**DESCRIPTION OF THE TASK**
From the records below, pick out and copy every line that contains the string "target". Case counts.

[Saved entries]
○ ○ ○ ○
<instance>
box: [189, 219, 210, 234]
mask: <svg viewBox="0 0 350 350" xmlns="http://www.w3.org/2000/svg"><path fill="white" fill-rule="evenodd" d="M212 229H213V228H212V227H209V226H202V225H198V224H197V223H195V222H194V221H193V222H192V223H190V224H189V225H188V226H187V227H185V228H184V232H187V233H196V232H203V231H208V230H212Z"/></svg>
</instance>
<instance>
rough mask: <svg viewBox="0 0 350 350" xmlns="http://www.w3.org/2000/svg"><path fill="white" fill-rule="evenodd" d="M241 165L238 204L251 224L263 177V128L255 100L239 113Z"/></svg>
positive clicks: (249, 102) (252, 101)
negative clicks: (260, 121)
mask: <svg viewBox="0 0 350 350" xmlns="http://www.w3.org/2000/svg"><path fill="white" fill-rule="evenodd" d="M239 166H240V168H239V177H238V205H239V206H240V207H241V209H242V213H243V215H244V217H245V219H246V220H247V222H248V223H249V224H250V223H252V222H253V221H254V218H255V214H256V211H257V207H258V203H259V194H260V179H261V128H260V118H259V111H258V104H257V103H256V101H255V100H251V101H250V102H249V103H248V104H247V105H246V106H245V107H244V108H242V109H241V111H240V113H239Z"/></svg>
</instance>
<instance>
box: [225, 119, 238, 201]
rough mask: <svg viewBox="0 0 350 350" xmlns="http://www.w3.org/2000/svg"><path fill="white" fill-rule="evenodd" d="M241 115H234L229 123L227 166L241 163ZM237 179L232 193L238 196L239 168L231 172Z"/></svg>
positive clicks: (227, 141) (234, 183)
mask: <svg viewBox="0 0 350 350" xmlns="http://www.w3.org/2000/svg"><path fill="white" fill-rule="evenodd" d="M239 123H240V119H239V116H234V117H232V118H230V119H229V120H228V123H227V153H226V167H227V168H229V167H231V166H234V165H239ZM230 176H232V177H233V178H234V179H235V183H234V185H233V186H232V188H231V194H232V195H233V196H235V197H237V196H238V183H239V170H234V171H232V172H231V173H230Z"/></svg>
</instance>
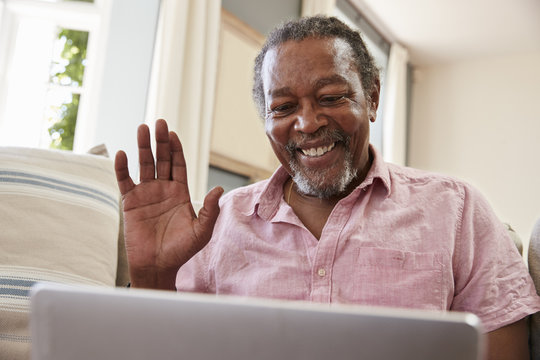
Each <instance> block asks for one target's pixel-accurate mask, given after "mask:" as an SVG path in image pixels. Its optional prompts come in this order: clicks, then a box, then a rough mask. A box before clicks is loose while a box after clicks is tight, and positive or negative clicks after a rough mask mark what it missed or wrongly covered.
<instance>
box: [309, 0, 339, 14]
mask: <svg viewBox="0 0 540 360" xmlns="http://www.w3.org/2000/svg"><path fill="white" fill-rule="evenodd" d="M335 7H336V0H302V16H311V15H333V14H334V8H335Z"/></svg>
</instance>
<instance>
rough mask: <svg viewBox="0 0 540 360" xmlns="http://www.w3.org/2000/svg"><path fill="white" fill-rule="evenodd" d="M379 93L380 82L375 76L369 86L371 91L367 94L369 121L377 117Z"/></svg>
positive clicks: (379, 96) (380, 88)
mask: <svg viewBox="0 0 540 360" xmlns="http://www.w3.org/2000/svg"><path fill="white" fill-rule="evenodd" d="M380 94H381V82H380V80H379V79H378V78H377V79H375V80H374V81H373V86H372V87H371V92H370V94H369V98H368V99H367V100H368V101H369V103H368V111H369V121H371V122H375V119H376V118H377V108H378V107H379V99H380Z"/></svg>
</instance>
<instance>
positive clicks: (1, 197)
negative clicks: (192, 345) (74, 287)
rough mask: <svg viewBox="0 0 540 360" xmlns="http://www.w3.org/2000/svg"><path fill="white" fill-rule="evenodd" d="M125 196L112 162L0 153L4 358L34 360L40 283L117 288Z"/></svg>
mask: <svg viewBox="0 0 540 360" xmlns="http://www.w3.org/2000/svg"><path fill="white" fill-rule="evenodd" d="M118 200H119V193H118V188H117V185H116V180H115V176H114V170H113V163H112V161H111V160H110V159H107V158H104V157H101V156H94V155H81V154H74V153H71V152H66V151H56V150H42V149H28V148H16V147H0V229H1V231H0V354H2V358H6V359H28V358H29V356H30V355H29V353H30V337H29V331H28V310H29V306H28V305H29V304H28V291H29V289H30V287H31V286H32V285H33V284H34V283H35V282H38V281H52V282H60V283H67V284H90V285H100V286H114V285H115V280H116V268H117V254H118V231H119V222H120V220H119V208H118V207H119V203H118Z"/></svg>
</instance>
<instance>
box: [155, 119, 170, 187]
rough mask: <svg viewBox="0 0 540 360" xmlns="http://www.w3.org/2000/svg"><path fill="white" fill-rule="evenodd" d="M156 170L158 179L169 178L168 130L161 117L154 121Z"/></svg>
mask: <svg viewBox="0 0 540 360" xmlns="http://www.w3.org/2000/svg"><path fill="white" fill-rule="evenodd" d="M156 171H157V178H158V179H160V180H170V178H171V151H170V146H169V130H168V128H167V122H166V121H165V120H163V119H160V120H158V121H156Z"/></svg>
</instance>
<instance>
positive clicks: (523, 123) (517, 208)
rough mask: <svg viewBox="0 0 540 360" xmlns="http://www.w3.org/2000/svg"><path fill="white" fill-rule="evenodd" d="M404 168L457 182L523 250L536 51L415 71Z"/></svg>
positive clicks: (533, 218)
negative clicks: (460, 185) (481, 201)
mask: <svg viewBox="0 0 540 360" xmlns="http://www.w3.org/2000/svg"><path fill="white" fill-rule="evenodd" d="M413 81H414V83H413V93H412V96H413V98H412V105H411V122H410V133H409V165H410V166H412V167H417V168H421V169H427V170H433V171H437V172H442V173H446V174H449V175H453V176H457V177H459V178H462V179H464V180H466V181H468V182H470V183H471V184H473V185H474V186H476V187H477V188H479V189H480V191H482V193H483V194H484V195H485V196H486V197H487V199H488V200H489V201H490V203H491V205H492V206H493V208H494V210H495V212H496V214H497V215H498V216H499V218H500V219H501V220H502V221H504V222H508V223H510V224H511V225H512V227H514V229H515V230H516V231H517V233H518V234H519V235H520V237H521V239H522V240H523V241H524V242H525V243H527V244H528V240H529V237H530V233H531V230H532V227H533V225H534V222H535V221H536V220H537V219H538V218H540V52H536V53H531V54H522V55H512V56H505V57H496V58H488V59H481V60H475V61H468V62H461V63H454V64H447V65H438V66H433V67H426V68H419V69H417V71H416V73H415V79H414V80H413Z"/></svg>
○ ○ ○ ○
**FINISHED TASK**
Each <instance> block asks for one target's pixel-accurate mask, given after "mask:" as an SVG path in image pixels. Its optional prompts come in this order: clicks, then a box, then a rough mask. A box before clicks is loose while a box after clicks is tight, and positive or negative clicks after a rough mask mark what it missed or wrongly covered.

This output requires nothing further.